### [Exercise brief]
Exactly as written, give back every record below.

(Records drawn from a dataset)

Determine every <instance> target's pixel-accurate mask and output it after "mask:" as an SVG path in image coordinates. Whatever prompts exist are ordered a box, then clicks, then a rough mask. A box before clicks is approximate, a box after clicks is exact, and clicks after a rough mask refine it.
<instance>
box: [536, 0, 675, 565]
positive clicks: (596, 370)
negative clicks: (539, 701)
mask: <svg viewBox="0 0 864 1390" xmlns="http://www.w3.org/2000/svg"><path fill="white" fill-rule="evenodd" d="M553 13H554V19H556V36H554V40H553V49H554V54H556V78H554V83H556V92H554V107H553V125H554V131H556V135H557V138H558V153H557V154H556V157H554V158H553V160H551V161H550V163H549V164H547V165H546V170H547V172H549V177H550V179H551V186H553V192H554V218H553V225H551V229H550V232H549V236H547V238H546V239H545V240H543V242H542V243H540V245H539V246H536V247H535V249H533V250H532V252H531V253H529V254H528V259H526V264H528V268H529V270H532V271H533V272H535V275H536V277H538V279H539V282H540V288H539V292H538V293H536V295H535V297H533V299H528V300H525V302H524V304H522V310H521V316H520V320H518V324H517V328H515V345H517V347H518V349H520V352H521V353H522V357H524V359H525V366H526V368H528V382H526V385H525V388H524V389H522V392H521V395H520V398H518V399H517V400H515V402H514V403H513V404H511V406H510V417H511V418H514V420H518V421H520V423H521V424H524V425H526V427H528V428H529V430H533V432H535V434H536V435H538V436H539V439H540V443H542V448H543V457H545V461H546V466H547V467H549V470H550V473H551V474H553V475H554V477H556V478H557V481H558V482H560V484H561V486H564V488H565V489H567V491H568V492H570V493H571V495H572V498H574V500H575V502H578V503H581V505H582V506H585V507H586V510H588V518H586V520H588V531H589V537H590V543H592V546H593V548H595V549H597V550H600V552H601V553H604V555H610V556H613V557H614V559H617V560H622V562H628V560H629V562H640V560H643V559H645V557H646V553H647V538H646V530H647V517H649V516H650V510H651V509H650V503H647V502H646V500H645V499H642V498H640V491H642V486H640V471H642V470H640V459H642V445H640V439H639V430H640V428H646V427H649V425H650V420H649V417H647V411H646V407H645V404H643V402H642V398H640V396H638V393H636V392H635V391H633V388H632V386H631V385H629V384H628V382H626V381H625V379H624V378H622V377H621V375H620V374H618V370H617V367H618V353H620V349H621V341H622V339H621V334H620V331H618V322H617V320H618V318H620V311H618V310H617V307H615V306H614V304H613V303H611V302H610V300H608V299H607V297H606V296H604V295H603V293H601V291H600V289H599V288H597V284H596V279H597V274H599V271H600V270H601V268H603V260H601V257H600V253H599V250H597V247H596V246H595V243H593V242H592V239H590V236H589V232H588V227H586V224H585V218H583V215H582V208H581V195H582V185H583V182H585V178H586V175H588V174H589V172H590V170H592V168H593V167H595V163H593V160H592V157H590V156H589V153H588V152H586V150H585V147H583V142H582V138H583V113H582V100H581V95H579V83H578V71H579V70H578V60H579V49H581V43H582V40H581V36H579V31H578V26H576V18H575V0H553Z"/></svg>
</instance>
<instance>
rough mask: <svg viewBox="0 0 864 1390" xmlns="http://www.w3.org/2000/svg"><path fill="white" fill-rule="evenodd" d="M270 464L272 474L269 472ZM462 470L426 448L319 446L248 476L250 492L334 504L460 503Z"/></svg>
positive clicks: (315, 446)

### [Solution]
Determine every <instance> target's pixel-accurate mask and output it after "mask:" as an SVG path in image coordinates. Whatever prompts exist are ordered a box, then clicks, then a rough mask. A box before clicks is approximate, a box after clicks is exact, and clicks after a rough mask refine it.
<instance>
box: [536, 0, 675, 565]
positive clicks: (596, 370)
negative clicks: (539, 701)
mask: <svg viewBox="0 0 864 1390" xmlns="http://www.w3.org/2000/svg"><path fill="white" fill-rule="evenodd" d="M553 13H554V19H556V36H554V40H553V49H554V54H556V78H554V83H556V92H554V107H553V125H554V131H556V135H557V138H558V153H557V154H556V157H554V158H553V160H551V161H550V163H549V164H547V165H546V170H547V172H549V177H550V179H551V186H553V192H554V218H553V225H551V229H550V232H549V236H547V238H546V239H545V240H543V242H542V243H540V245H539V246H536V247H535V249H533V250H532V252H531V253H529V254H528V259H526V264H528V268H529V270H532V271H533V272H535V275H536V277H538V279H539V282H540V288H539V292H538V293H536V295H535V297H533V299H528V300H525V302H524V304H522V310H521V316H520V320H518V324H517V328H515V345H517V347H518V349H520V352H521V353H522V357H524V359H525V366H526V368H528V382H526V385H525V388H524V389H522V392H521V395H520V398H518V399H517V400H515V402H514V403H513V404H511V406H510V417H511V418H514V420H518V421H520V423H521V424H524V425H526V427H528V428H529V430H533V432H535V434H536V435H538V436H539V439H540V443H542V448H543V457H545V461H546V466H547V467H549V470H550V473H551V474H553V475H554V477H556V478H557V481H558V482H560V484H561V486H564V488H565V489H567V491H568V492H570V493H571V495H572V498H574V500H575V502H578V503H581V505H582V506H585V507H586V510H588V518H586V520H588V531H589V537H590V543H592V546H593V548H595V549H597V550H600V552H601V553H604V555H610V556H613V557H614V559H617V560H622V562H628V560H629V562H640V560H643V559H645V557H646V553H647V538H646V530H647V517H649V516H650V510H651V509H650V503H647V502H646V500H645V499H642V498H640V491H642V486H640V471H642V470H640V459H642V445H640V439H639V430H640V428H646V427H649V425H650V420H649V417H647V411H646V407H645V404H643V402H642V398H640V396H638V393H636V392H635V391H633V388H632V386H631V385H629V384H628V382H626V381H625V379H624V378H622V377H621V375H620V374H618V370H617V367H618V353H620V349H621V341H622V339H621V334H620V331H618V322H617V320H618V318H620V311H618V310H617V307H615V306H614V304H613V303H611V302H610V300H608V299H607V297H606V296H604V295H603V293H601V291H600V289H599V288H597V284H596V279H597V274H599V271H600V270H601V268H603V260H601V257H600V253H599V250H597V247H596V246H595V243H593V242H592V239H590V236H589V232H588V227H586V224H585V218H583V215H582V208H581V195H582V185H583V182H585V178H586V175H588V174H589V172H590V170H592V168H593V167H595V163H593V160H592V157H590V156H589V153H588V152H586V150H585V147H583V142H582V138H583V113H582V100H581V95H579V83H578V71H579V70H578V60H579V49H581V43H582V40H581V36H579V31H578V26H576V18H575V0H553Z"/></svg>
</instance>
<instance>
rough mask: <svg viewBox="0 0 864 1390" xmlns="http://www.w3.org/2000/svg"><path fill="white" fill-rule="evenodd" d="M270 464L272 474L269 472ZM462 470L426 448L319 446L248 476L250 492L334 504L460 503Z"/></svg>
positive clicks: (315, 446)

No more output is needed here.